## [Requirements]
Could you copy out all of the material below again, replacing every "pointer" with "marker" and keeping everything else the same?

----

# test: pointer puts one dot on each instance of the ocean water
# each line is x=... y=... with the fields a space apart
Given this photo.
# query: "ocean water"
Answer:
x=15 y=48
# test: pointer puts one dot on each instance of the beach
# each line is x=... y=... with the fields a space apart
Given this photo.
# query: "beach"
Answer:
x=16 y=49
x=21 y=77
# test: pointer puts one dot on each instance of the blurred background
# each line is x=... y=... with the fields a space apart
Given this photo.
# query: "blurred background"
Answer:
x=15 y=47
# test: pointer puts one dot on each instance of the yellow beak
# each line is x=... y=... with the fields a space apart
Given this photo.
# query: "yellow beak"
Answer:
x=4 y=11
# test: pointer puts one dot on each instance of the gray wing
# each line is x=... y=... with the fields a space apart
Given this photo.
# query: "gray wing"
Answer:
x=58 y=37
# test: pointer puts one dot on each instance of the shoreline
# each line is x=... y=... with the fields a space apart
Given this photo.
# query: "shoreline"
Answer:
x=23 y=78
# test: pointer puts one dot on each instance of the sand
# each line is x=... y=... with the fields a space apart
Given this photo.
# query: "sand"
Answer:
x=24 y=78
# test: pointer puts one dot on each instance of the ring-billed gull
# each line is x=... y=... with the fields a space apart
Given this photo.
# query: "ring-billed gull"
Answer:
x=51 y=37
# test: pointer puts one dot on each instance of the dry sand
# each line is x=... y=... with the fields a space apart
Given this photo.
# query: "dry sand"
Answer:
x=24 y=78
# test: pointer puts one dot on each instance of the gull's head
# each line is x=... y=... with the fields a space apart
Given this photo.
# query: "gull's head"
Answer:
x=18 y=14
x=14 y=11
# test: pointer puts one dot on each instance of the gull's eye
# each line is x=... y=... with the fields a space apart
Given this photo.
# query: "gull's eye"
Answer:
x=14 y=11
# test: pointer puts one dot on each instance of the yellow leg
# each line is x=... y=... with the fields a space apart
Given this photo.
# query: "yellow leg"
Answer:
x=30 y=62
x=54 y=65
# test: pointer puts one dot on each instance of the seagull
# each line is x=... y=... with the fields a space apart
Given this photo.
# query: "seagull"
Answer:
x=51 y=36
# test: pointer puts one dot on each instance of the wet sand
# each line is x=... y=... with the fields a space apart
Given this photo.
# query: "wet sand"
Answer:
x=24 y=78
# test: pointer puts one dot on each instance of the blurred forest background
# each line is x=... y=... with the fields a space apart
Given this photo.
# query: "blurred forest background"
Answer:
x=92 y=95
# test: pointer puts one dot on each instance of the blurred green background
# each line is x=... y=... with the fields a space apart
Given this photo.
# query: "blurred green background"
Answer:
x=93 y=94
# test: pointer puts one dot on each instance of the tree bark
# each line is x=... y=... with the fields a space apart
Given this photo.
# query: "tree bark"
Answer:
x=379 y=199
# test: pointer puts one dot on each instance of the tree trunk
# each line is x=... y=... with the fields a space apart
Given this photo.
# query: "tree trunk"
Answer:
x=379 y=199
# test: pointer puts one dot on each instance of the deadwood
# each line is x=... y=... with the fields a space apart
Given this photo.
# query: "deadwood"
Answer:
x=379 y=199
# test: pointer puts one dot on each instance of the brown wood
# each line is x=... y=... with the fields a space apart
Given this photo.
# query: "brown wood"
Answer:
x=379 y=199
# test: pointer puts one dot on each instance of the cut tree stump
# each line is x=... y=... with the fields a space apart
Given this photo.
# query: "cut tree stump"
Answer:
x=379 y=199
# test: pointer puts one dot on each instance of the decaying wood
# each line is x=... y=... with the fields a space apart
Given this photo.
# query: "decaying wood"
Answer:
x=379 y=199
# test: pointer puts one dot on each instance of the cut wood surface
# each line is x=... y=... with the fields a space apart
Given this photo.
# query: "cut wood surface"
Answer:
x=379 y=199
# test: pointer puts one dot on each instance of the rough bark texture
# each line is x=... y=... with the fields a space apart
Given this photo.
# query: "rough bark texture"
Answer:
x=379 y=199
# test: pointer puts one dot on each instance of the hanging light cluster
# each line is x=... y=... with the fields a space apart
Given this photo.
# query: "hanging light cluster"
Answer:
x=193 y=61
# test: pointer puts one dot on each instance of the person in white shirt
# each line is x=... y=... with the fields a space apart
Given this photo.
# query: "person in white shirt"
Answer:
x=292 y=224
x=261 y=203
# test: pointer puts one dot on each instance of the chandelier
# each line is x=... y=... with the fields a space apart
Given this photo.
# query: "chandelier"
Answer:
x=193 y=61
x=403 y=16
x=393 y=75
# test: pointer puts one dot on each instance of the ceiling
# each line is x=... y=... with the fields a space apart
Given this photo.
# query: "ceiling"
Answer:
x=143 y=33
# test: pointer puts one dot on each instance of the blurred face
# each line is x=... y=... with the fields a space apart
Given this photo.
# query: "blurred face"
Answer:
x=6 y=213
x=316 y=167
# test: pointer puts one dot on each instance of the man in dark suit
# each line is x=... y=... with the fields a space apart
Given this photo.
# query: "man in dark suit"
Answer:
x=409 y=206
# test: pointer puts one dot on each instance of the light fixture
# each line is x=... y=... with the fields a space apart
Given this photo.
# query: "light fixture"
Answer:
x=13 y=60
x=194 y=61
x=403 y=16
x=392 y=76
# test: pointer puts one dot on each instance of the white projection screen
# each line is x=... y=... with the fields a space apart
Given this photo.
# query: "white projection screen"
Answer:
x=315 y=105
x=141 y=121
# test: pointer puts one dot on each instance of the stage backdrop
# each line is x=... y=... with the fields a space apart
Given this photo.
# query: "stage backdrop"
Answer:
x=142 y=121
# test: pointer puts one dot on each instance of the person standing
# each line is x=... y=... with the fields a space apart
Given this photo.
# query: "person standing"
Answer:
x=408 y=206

----

## [Problem solution]
# test: marker puts one dot on each instance of the ocean water
# each line is x=... y=... with the fields a space apart
Given this photo.
# query: "ocean water"
Answer:
x=15 y=48
# test: marker puts one dot on each instance of the beach
# each line is x=... y=... with the fields a space apart
Given this photo.
# query: "beach"
Answer:
x=16 y=49
x=21 y=77
# test: marker puts one dot on each instance of the blurred background
# each line is x=... y=... with the fields a space apart
Given this photo.
# query: "blurred background"
Answer:
x=15 y=47
# test: marker puts one dot on each instance of the yellow beak
# each line is x=... y=... with the fields a space apart
Given this photo.
# query: "yellow beak"
Answer:
x=4 y=11
# test: marker puts one dot on each instance of the gray wing
# each line is x=... y=... with the fields a space apart
Given this photo.
# query: "gray wing"
Answer:
x=58 y=37
# test: marker puts one dot on each instance of the shoreline
# each line is x=... y=... with the fields a space apart
Given this photo.
# query: "shoreline"
Answer:
x=23 y=78
# test: marker puts one dot on each instance of the sand
# each line is x=... y=... with the fields a space apart
Given this photo.
# query: "sand"
Answer:
x=24 y=78
# test: marker puts one dot on each instance of the ring-billed gull
# each line is x=... y=... with the fields a space apart
Given this photo.
# query: "ring-billed gull"
Answer:
x=51 y=37
# test: marker puts one dot on each instance of the dry sand
# each line is x=... y=... with the fields a space apart
Given this photo.
# query: "dry sand"
Answer:
x=24 y=78
# test: marker puts one dot on each instance of the gull's head
# each line is x=... y=... with the fields a space apart
Given this photo.
# query: "gull's head"
Answer:
x=18 y=14
x=14 y=11
# test: marker puts one dot on each instance of the gull's eye
# each line is x=... y=... with the fields a space apart
Given this photo.
# query: "gull's eye"
Answer:
x=14 y=11
# test: marker puts one dot on each instance of the yellow leg
# each line is x=... y=... with the fields a space apart
Given this photo.
# query: "yellow leg"
Answer:
x=30 y=62
x=54 y=65
# test: marker puts one dot on each instance of the seagull
# each line is x=... y=... with the fields a space apart
Given this photo.
# query: "seagull"
Answer:
x=51 y=36
# test: marker puts one dot on each instance of the wet sand
# each line is x=... y=... with the fields a space apart
Given this photo.
# query: "wet sand"
Answer:
x=24 y=78
# test: marker puts one dot on each instance of the blurred forest background
# each line is x=... y=... with the fields a space apart
Given this photo.
# query: "blurred forest background"
Answer:
x=92 y=95
# test: marker puts one dot on each instance of the blurred green background
# each line is x=... y=... with the fields a space apart
Given this photo.
# query: "blurred green background"
Answer:
x=93 y=94
# test: marker puts one dot on each instance of the tree bark
# each line is x=... y=... with the fields a space apart
Given this photo.
# query: "tree bark"
Answer:
x=379 y=199
# test: marker puts one dot on each instance of the tree trunk
# each line is x=... y=... with the fields a space apart
Given this photo.
# query: "tree trunk"
Answer:
x=379 y=199
# test: marker puts one dot on each instance of the deadwood
# each line is x=... y=... with the fields a space apart
Given this photo.
# query: "deadwood"
Answer:
x=379 y=199
# test: marker puts one dot on each instance of the brown wood
# each line is x=... y=... with the fields a space apart
Given this photo.
# query: "brown wood"
Answer:
x=379 y=199
# test: marker puts one dot on each instance of the cut tree stump
# each line is x=... y=... with the fields a space apart
Given this photo.
# query: "cut tree stump"
Answer:
x=379 y=199
# test: marker puts one dot on each instance of the decaying wood
# each line is x=... y=... with the fields a space apart
Given this photo.
# query: "decaying wood"
Answer:
x=379 y=199
# test: marker puts one dot on each instance of the cut wood surface
# each line is x=... y=... with the fields a space apart
Given this photo.
# query: "cut wood surface"
Answer:
x=379 y=199
# test: marker puts one dot on each instance of the rough bark texture
# each line is x=... y=... with the fields a space apart
Given this photo.
# query: "rough bark texture"
Answer:
x=379 y=199
# test: marker puts one dot on each instance of the hanging light cluster
# each line is x=... y=... with the fields a space apart
Given this photo.
# query: "hanging light cluster"
Answer:
x=193 y=61
# test: marker puts one dot on each instance of the person in white shirt
# each line is x=... y=... with the fields a space apart
Given this photo.
# query: "person in white shirt"
Answer:
x=292 y=224
x=261 y=203
# test: marker puts one dot on each instance of the chandelier
# each line is x=... y=... with the fields a space apart
Given this photo.
# query: "chandelier"
Answer:
x=193 y=61
x=403 y=16
x=393 y=75
# test: marker puts one dot on each instance of the ceiling
# each line is x=... y=... with the fields a space apart
Given this photo.
# query: "ceiling"
Answer:
x=143 y=33
# test: marker puts one dot on each instance of the blurred face
# each line is x=... y=... with the fields a space apart
Given this photo.
# query: "blurred face"
Answer:
x=6 y=213
x=316 y=167
# test: marker puts one dot on each instance of the man in dark suit
# each line is x=... y=... with the fields a space apart
Given this photo.
# query: "man in dark suit"
Answer:
x=409 y=206
# test: marker puts one dot on each instance of the light fixture
# each line is x=... y=... with the fields a space apart
Given this photo.
# query: "light fixture"
Answer:
x=13 y=60
x=194 y=61
x=403 y=16
x=392 y=76
# test: marker puts one dot on each instance of the white projection screen
# each line is x=... y=... with the fields a space apart
Given this photo.
# query: "white projection screen"
Answer:
x=315 y=105
x=141 y=121
# test: marker puts one dot on each instance of the stage backdrop
# each line is x=... y=... with the fields a space apart
Given this photo.
# query: "stage backdrop"
Answer:
x=142 y=121
# test: marker puts one dot on each instance of the person standing
# each line is x=... y=... with the fields a space apart
Given this photo.
# query: "person standing"
Answer:
x=408 y=206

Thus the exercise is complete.